> **PROBLEMS TO WORK ON**:
[a] List every person the excerpt about the Morminos identifies by name.
[b] Please copy out all of the records below line for line, changing nothing.
* Start EXCERPT TO READ *
Lynne says: "We went to the Chinese Tea Garden for our first date. I had never had Chinese food so I ordered a fish sandwich."

Gary: "I was a little more sophisticated and ordered chop suey. Afterwards we went bowling."

They married on June 14, 1969.

Lynne's parents were unimpressed with their son-in-law. Men were supposed to work with their hands and grow corn. What could be more useless than teaching college?

Lynne: "We were newly married when we went for Sunday dinner at the farm. We sat at a table on the side porch from where Daddy could see his corn. We said grace and started eating."

Gary: "My father-in-law suddenly told Lynne's brother, 'John, bring me the rifle.' Of course, I thought a loaded rifle at the dinner table was somewhat alarming. My father-in-law leaned across the table near me and fired out the window. I was pretty shaken up. John, Lynne's brother, ran outside and held up some kind of varmint.

"But I always thought the gun was all about me. It was a message that I'd better take care of his daughter."

The Morminos landed in Chapel Hill, N.C., in 1969. Lynne worked for the Social Security Administration while Gary studied history with a specialty in Italian-American immigration. On campus one day he saw a gnomelike creature playing tennis with a stunning young woman. The gnome turned out to be Mario Puzo, whose bestselling novel had just been made into a film, The Godfather.

Heart pounding, Mormino approached the great man during a break in their game.

"Mr. Puzo, my name is Gary Mormino and I am studying Italian …" The author cut him off.

"Hey, kid. I'm hustling this broad. F--- off!"

• • •

He joined the USF history faculty in 1977. He loved Ybor City, the community founded by Spanish, Cuban and Italian cigar workers in the 19th century. The Immigrant World of Ybor City, the prize-winning book that he wrote with George E. Pozzetta, is still in print.
* End EXCERPT TO READ *
* Start TASK MATERIAL *
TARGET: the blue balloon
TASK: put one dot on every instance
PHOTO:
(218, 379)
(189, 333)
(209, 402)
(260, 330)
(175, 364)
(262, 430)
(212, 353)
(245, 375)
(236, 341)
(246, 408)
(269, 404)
* End TASK MATERIAL *
> **RESULTS FOR THE EXERCISE**:
[a] Lynne, Gary Mormino, John, Mario Puzo, George E. Pozzetta

[b]
TARGET: the blue balloon
TASK: put one dot on every instance
PHOTO:
(218, 379)
(189, 333)
(209, 402)
(260, 330)
(175, 364)
(262, 430)
(212, 353)
(245, 375)
(236, 341)
(246, 408)
(269, 404)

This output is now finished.